▶ _WORK REQUEST_
Answer these questions from the editorial about the ISIS recruitment video:
1. What footage does the video open with?
2. By what name did Andre Poulin come to be known?
3. Which newspaper gave the video a spotlight on Wednesday?

### EXTRACT TO READ

Shut off terror TV
An ISIS recruitment video is live on YouTube. Kick it off.
NEW YORK DAILY NEWS
Thursday, July 17, 2014, 4:05 AM
Courtesy of Syria’s vicious ISIS Al Qaeda offshoot comes a brand new, slickly produced terrorism recruitment video.
You think you’ve seen exhortations to join jihad? Not like this.
It opens with glorious footage of Canada — and the protagonist, the late Canadian Andre Poulin, telling the story, in English, of how he once was lost, and then was found.
He speaks passionately about how rewarding it is to kill people in the name of Allah, and calls on others to join him in that killing.
You can even watch as Poulin — or Abu Muslim, as he came to be known — wages guerilla war, and dies in battle. Music swells as the camera zooms in on his lifeless face, and the narrator speaks of finding paradise in the hereafter.
So slick is this propaganda, it’s easy to see why the video is gaining worldwide fame — including a spotlight in Wednesday’s New York Times.
Why, then, was it so easy to find in a simple YouTube search Wednesday afternoon?

######
### DATASET

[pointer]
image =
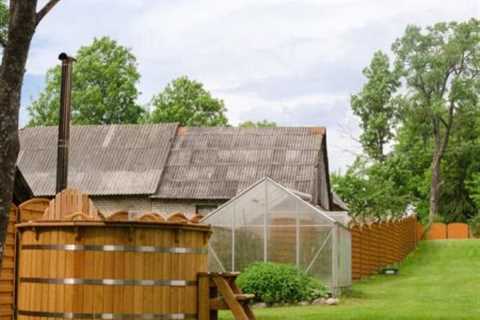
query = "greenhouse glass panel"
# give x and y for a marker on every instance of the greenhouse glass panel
(268, 222)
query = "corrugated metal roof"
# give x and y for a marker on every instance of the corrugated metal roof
(217, 163)
(103, 160)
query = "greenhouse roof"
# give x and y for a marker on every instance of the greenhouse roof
(332, 217)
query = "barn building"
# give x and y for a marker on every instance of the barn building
(168, 168)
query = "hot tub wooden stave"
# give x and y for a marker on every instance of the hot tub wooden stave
(114, 271)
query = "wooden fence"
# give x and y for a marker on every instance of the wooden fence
(441, 231)
(29, 210)
(380, 244)
(7, 278)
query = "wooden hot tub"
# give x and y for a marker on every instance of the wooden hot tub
(110, 269)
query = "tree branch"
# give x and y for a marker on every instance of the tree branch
(46, 9)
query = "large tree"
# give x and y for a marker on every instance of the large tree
(15, 40)
(441, 68)
(187, 102)
(258, 124)
(375, 106)
(104, 89)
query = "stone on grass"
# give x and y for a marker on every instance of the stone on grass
(319, 301)
(332, 301)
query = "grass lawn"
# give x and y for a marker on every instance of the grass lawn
(440, 280)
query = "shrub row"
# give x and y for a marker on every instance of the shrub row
(280, 283)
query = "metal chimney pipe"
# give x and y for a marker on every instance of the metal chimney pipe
(64, 125)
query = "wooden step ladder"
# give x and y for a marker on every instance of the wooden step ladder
(218, 291)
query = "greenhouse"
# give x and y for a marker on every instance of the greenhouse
(269, 222)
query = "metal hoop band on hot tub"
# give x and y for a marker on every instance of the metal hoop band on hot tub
(111, 282)
(114, 248)
(108, 316)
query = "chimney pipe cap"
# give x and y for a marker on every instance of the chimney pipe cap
(65, 57)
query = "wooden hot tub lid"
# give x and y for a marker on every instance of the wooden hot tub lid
(73, 208)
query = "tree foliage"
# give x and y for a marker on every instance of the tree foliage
(3, 22)
(258, 124)
(436, 137)
(375, 106)
(440, 66)
(187, 102)
(104, 88)
(372, 191)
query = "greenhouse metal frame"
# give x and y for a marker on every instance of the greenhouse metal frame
(271, 223)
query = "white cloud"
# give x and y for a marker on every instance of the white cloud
(294, 62)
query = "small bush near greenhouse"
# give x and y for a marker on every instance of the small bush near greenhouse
(280, 283)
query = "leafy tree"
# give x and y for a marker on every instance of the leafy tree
(440, 66)
(259, 124)
(103, 91)
(372, 190)
(375, 106)
(15, 39)
(187, 102)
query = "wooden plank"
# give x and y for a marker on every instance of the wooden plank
(227, 293)
(203, 297)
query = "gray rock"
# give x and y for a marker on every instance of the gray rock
(319, 301)
(260, 305)
(332, 301)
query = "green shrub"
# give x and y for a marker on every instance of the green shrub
(279, 283)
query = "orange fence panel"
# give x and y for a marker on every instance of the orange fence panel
(438, 231)
(457, 231)
(382, 243)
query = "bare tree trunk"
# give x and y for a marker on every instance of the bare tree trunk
(21, 28)
(441, 144)
(435, 187)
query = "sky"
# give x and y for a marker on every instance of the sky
(293, 62)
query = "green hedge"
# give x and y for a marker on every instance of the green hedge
(280, 283)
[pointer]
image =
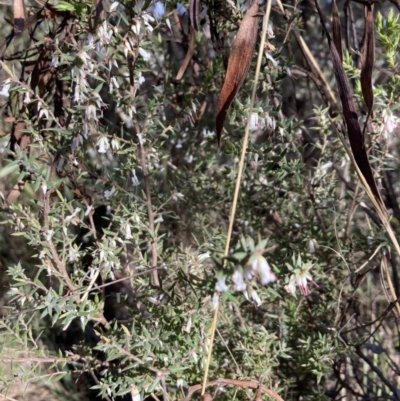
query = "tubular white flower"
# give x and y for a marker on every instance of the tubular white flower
(103, 145)
(238, 279)
(221, 285)
(255, 297)
(159, 10)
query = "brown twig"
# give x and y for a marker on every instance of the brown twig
(153, 243)
(237, 383)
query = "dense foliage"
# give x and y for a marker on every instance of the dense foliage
(116, 202)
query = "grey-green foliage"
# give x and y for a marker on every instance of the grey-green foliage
(128, 129)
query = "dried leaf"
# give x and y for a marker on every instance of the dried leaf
(238, 64)
(194, 11)
(367, 59)
(336, 30)
(350, 114)
(189, 54)
(19, 17)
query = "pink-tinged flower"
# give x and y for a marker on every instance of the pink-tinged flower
(299, 279)
(221, 285)
(259, 266)
(255, 297)
(238, 279)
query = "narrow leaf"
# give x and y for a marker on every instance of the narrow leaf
(19, 17)
(350, 114)
(189, 54)
(238, 64)
(194, 10)
(336, 31)
(367, 59)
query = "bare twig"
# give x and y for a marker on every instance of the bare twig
(153, 243)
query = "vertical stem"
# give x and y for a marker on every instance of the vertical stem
(238, 181)
(153, 243)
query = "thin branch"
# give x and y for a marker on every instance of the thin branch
(153, 243)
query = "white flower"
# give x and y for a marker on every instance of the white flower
(203, 256)
(88, 210)
(74, 213)
(390, 122)
(91, 112)
(189, 325)
(110, 193)
(140, 139)
(254, 122)
(238, 279)
(146, 55)
(291, 287)
(135, 180)
(311, 245)
(159, 10)
(5, 91)
(27, 98)
(135, 393)
(299, 279)
(128, 233)
(269, 57)
(141, 78)
(260, 265)
(270, 31)
(159, 219)
(72, 254)
(255, 297)
(114, 6)
(103, 144)
(181, 9)
(114, 144)
(215, 301)
(221, 285)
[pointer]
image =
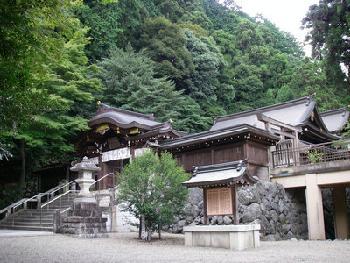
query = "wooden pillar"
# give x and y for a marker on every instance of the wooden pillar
(205, 206)
(341, 226)
(234, 204)
(100, 173)
(314, 208)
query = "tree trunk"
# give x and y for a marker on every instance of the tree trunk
(159, 231)
(22, 178)
(140, 227)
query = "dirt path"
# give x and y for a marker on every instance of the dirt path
(126, 248)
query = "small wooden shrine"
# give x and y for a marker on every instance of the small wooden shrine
(219, 183)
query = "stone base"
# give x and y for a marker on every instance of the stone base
(85, 220)
(234, 237)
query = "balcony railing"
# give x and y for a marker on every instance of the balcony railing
(312, 154)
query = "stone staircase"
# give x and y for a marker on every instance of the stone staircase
(40, 219)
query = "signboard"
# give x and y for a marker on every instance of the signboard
(118, 154)
(141, 151)
(219, 201)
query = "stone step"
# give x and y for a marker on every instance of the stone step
(27, 227)
(30, 220)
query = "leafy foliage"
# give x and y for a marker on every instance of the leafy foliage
(130, 82)
(150, 186)
(329, 24)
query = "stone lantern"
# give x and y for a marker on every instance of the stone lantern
(85, 218)
(85, 171)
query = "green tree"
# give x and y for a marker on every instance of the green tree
(66, 93)
(165, 43)
(150, 187)
(130, 83)
(105, 29)
(328, 24)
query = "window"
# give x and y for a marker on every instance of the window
(219, 201)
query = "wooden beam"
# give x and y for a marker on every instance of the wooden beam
(205, 206)
(286, 134)
(235, 204)
(268, 120)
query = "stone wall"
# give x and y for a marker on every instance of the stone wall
(281, 213)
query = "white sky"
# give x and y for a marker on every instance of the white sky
(285, 14)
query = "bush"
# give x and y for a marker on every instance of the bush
(150, 186)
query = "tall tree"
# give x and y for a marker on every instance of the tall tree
(130, 83)
(151, 189)
(328, 28)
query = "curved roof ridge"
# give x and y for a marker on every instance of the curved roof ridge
(334, 111)
(269, 107)
(105, 107)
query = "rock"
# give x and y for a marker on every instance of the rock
(227, 220)
(246, 196)
(220, 220)
(213, 220)
(286, 228)
(290, 235)
(181, 223)
(188, 209)
(252, 212)
(195, 211)
(273, 215)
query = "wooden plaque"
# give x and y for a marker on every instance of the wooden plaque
(219, 201)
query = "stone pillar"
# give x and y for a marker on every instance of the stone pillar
(314, 208)
(341, 226)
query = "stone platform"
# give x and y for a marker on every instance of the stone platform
(234, 237)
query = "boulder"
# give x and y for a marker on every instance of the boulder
(227, 220)
(252, 212)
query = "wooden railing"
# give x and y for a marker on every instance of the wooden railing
(312, 154)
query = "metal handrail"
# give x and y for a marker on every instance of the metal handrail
(57, 197)
(330, 151)
(12, 207)
(100, 179)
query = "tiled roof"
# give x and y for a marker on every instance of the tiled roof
(220, 174)
(123, 118)
(294, 112)
(335, 120)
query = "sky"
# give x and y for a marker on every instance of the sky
(285, 14)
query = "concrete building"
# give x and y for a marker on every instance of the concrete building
(290, 143)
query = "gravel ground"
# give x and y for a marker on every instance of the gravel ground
(124, 247)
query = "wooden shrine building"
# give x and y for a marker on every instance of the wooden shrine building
(219, 183)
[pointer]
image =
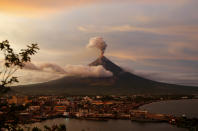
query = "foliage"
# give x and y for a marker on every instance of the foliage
(13, 61)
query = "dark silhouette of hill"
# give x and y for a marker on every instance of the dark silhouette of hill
(121, 83)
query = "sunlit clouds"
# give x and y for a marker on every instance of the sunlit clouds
(146, 36)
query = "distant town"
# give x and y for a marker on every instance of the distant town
(39, 108)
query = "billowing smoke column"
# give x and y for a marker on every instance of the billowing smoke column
(99, 43)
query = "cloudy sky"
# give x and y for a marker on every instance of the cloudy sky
(157, 39)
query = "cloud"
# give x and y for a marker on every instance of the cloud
(29, 7)
(52, 67)
(47, 67)
(168, 30)
(71, 70)
(31, 66)
(87, 71)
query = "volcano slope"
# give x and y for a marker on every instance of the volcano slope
(121, 83)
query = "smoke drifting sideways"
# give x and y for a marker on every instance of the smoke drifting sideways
(99, 43)
(70, 70)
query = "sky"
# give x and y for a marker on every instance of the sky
(157, 39)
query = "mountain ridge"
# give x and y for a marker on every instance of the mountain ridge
(121, 83)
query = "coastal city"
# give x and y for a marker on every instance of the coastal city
(32, 109)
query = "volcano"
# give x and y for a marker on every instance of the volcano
(121, 83)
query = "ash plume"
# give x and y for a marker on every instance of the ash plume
(87, 71)
(99, 43)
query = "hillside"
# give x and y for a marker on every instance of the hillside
(121, 83)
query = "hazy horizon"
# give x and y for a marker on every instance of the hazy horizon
(156, 39)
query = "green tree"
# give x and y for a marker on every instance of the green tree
(12, 62)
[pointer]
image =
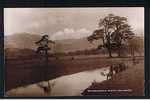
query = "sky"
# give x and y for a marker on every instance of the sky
(67, 23)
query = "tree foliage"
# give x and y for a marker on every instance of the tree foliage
(114, 31)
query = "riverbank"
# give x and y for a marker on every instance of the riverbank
(127, 83)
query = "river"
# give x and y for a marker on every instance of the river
(68, 85)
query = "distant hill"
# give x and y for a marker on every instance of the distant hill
(27, 40)
(21, 41)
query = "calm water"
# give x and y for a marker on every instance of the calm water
(68, 85)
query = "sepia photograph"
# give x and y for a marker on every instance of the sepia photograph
(76, 51)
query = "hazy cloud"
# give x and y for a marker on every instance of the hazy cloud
(62, 23)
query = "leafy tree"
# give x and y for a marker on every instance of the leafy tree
(114, 31)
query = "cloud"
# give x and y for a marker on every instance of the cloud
(70, 33)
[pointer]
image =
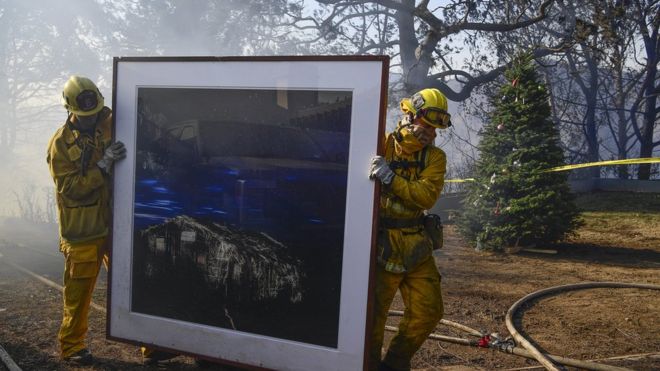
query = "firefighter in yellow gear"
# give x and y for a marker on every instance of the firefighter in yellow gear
(412, 175)
(80, 158)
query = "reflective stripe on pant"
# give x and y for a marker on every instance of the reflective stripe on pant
(422, 297)
(82, 262)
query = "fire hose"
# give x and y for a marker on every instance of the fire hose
(525, 348)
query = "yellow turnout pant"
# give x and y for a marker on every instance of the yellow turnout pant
(82, 262)
(422, 297)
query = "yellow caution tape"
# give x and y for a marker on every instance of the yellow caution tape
(630, 161)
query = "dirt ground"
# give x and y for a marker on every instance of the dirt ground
(478, 290)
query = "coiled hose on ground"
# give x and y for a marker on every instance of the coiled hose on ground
(550, 362)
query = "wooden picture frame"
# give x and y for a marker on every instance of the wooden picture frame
(243, 225)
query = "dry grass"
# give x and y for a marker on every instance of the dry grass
(620, 219)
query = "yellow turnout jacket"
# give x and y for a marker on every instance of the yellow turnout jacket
(415, 188)
(82, 189)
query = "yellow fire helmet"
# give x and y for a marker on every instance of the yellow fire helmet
(81, 97)
(430, 105)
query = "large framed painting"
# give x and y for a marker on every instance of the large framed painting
(243, 227)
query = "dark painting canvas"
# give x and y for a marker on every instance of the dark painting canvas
(239, 208)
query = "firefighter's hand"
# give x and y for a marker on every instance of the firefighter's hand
(380, 169)
(115, 152)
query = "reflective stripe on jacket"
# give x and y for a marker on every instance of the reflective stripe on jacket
(82, 195)
(413, 190)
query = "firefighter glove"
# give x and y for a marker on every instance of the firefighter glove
(116, 151)
(381, 169)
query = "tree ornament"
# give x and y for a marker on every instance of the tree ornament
(496, 211)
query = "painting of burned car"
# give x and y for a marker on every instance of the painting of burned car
(239, 208)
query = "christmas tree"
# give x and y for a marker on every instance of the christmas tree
(513, 200)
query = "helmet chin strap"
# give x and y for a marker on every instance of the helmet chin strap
(404, 123)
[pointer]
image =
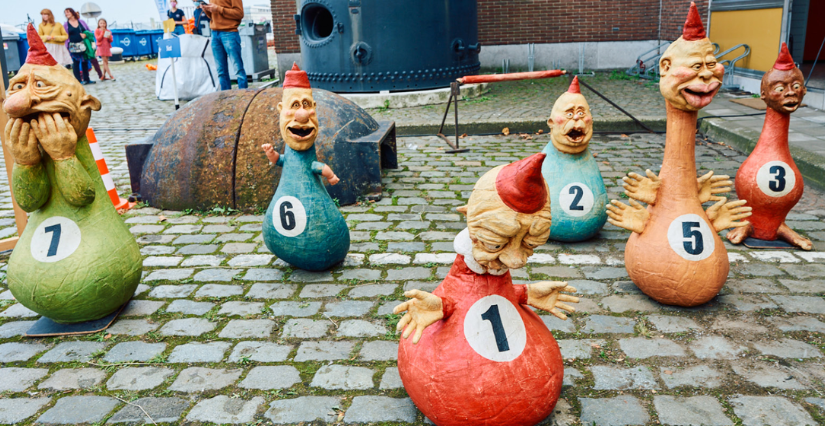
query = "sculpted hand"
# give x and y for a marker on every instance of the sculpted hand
(270, 152)
(22, 142)
(725, 215)
(641, 188)
(710, 185)
(547, 295)
(633, 218)
(423, 309)
(56, 135)
(331, 177)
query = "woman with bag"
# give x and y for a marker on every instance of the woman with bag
(54, 36)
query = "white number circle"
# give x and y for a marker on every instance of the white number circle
(494, 329)
(55, 239)
(776, 178)
(289, 216)
(691, 237)
(576, 199)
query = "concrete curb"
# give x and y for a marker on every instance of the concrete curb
(811, 165)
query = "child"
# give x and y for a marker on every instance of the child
(104, 46)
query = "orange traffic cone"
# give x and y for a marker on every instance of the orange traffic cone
(120, 203)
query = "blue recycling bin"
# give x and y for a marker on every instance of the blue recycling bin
(143, 38)
(156, 36)
(126, 40)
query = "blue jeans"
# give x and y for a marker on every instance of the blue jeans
(223, 43)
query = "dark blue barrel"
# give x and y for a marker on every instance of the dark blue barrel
(125, 39)
(373, 45)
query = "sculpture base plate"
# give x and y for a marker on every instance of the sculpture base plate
(751, 242)
(44, 327)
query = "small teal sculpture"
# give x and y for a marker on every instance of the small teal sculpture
(577, 193)
(302, 226)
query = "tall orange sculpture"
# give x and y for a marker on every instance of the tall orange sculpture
(675, 255)
(769, 178)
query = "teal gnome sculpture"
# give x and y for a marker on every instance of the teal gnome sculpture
(577, 193)
(303, 226)
(76, 260)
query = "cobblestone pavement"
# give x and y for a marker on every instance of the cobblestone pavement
(220, 331)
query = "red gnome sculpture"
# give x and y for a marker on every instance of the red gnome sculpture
(769, 179)
(485, 358)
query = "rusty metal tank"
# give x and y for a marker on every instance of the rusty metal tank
(209, 153)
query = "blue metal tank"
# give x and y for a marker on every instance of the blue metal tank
(374, 45)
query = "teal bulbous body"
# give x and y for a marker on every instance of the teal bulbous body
(577, 194)
(302, 225)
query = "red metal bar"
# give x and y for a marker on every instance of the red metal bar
(492, 78)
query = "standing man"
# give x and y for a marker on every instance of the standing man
(225, 16)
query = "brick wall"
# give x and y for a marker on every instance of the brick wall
(543, 21)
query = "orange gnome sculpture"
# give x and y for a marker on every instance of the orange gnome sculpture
(769, 178)
(675, 255)
(479, 355)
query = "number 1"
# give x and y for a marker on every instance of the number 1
(494, 317)
(55, 230)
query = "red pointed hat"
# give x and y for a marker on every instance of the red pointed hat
(521, 185)
(574, 86)
(693, 29)
(296, 79)
(784, 62)
(38, 55)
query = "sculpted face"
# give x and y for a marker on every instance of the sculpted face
(571, 125)
(783, 90)
(40, 89)
(502, 238)
(690, 75)
(299, 124)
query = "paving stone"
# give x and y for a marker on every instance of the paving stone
(260, 352)
(199, 379)
(223, 409)
(19, 379)
(71, 378)
(271, 377)
(72, 351)
(189, 307)
(16, 410)
(621, 410)
(324, 351)
(187, 327)
(607, 324)
(348, 308)
(72, 410)
(642, 348)
(379, 350)
(303, 409)
(769, 411)
(14, 351)
(138, 378)
(715, 347)
(248, 329)
(371, 409)
(134, 351)
(696, 376)
(623, 378)
(199, 352)
(160, 410)
(172, 291)
(697, 410)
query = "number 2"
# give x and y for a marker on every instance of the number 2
(287, 217)
(777, 185)
(55, 230)
(494, 317)
(695, 245)
(579, 193)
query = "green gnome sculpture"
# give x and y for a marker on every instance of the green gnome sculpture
(76, 260)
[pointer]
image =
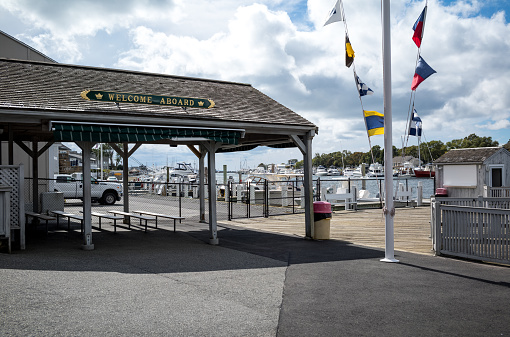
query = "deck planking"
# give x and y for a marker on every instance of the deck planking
(363, 227)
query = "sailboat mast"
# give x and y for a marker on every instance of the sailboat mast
(389, 209)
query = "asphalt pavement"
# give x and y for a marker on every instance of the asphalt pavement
(254, 283)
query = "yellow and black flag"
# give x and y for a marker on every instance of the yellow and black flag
(349, 53)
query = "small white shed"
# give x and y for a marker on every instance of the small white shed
(472, 172)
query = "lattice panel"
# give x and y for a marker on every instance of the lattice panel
(10, 176)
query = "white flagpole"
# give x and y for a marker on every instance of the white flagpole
(389, 209)
(101, 149)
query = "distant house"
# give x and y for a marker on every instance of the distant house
(405, 161)
(472, 172)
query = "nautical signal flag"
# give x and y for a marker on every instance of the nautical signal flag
(363, 89)
(419, 27)
(415, 126)
(336, 14)
(375, 122)
(349, 52)
(423, 70)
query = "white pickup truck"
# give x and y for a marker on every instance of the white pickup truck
(101, 191)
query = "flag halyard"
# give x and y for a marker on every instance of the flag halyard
(336, 14)
(375, 122)
(419, 27)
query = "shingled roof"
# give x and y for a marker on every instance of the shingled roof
(52, 91)
(58, 87)
(467, 156)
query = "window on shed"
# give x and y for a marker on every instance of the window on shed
(460, 175)
(496, 177)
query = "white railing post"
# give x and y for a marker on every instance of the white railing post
(419, 197)
(437, 237)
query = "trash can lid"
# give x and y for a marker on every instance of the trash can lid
(321, 207)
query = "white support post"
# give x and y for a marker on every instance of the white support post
(201, 180)
(389, 209)
(419, 196)
(212, 146)
(125, 174)
(86, 149)
(308, 186)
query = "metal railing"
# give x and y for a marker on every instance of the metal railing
(469, 231)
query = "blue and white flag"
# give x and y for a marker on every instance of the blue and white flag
(336, 14)
(362, 87)
(415, 126)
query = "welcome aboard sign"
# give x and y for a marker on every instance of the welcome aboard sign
(123, 97)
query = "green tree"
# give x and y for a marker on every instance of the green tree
(471, 141)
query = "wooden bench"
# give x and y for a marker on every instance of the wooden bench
(156, 215)
(40, 217)
(132, 215)
(69, 217)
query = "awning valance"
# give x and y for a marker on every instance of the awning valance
(118, 133)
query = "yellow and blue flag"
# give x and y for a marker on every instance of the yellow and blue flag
(375, 122)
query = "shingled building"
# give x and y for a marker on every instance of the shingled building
(43, 103)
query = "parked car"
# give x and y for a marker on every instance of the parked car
(104, 192)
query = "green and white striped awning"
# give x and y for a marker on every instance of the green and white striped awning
(119, 133)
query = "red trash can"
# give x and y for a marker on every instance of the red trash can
(321, 218)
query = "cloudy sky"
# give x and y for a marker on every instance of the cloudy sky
(282, 48)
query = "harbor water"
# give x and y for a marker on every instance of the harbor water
(372, 185)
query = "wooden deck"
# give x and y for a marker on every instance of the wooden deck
(364, 227)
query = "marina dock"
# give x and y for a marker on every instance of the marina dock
(363, 227)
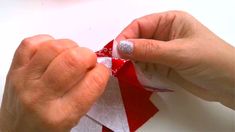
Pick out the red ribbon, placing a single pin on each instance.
(139, 108)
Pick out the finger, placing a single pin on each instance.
(27, 49)
(68, 68)
(45, 54)
(86, 92)
(156, 26)
(171, 53)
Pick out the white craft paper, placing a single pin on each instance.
(109, 109)
(87, 125)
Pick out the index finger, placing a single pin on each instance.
(154, 26)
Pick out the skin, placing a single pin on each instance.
(195, 58)
(48, 87)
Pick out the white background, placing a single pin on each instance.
(92, 23)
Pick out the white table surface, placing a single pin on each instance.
(92, 23)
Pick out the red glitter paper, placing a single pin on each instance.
(138, 107)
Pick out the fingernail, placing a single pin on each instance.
(125, 47)
(106, 61)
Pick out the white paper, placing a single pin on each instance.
(87, 125)
(109, 109)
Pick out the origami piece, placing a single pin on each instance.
(125, 104)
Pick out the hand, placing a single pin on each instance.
(50, 85)
(195, 58)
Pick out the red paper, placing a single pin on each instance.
(138, 107)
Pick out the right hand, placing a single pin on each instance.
(196, 58)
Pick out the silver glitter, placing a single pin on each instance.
(125, 47)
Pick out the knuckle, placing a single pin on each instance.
(26, 44)
(52, 46)
(98, 80)
(67, 41)
(73, 60)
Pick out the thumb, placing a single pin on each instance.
(169, 53)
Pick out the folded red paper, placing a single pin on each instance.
(139, 108)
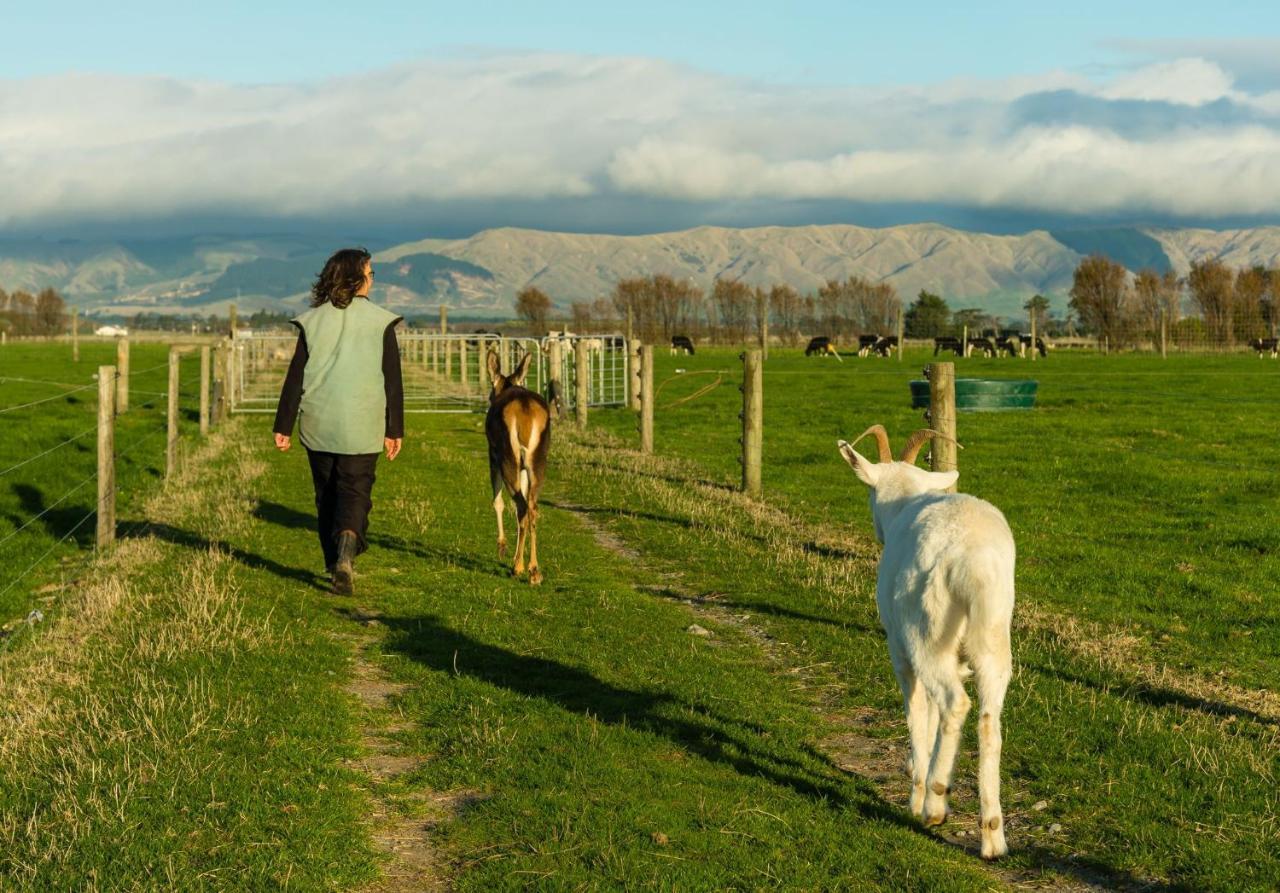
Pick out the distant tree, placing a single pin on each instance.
(580, 315)
(629, 296)
(1100, 294)
(533, 305)
(1037, 311)
(22, 312)
(1271, 302)
(1212, 287)
(1247, 312)
(973, 319)
(732, 300)
(787, 307)
(677, 303)
(928, 316)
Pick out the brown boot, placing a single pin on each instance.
(343, 572)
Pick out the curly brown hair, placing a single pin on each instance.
(342, 278)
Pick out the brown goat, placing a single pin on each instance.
(519, 429)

######

▶ _WRITTEN ANSWER_
1. Footage of Canada.
2. Abu Muslim.
3. The New York Times.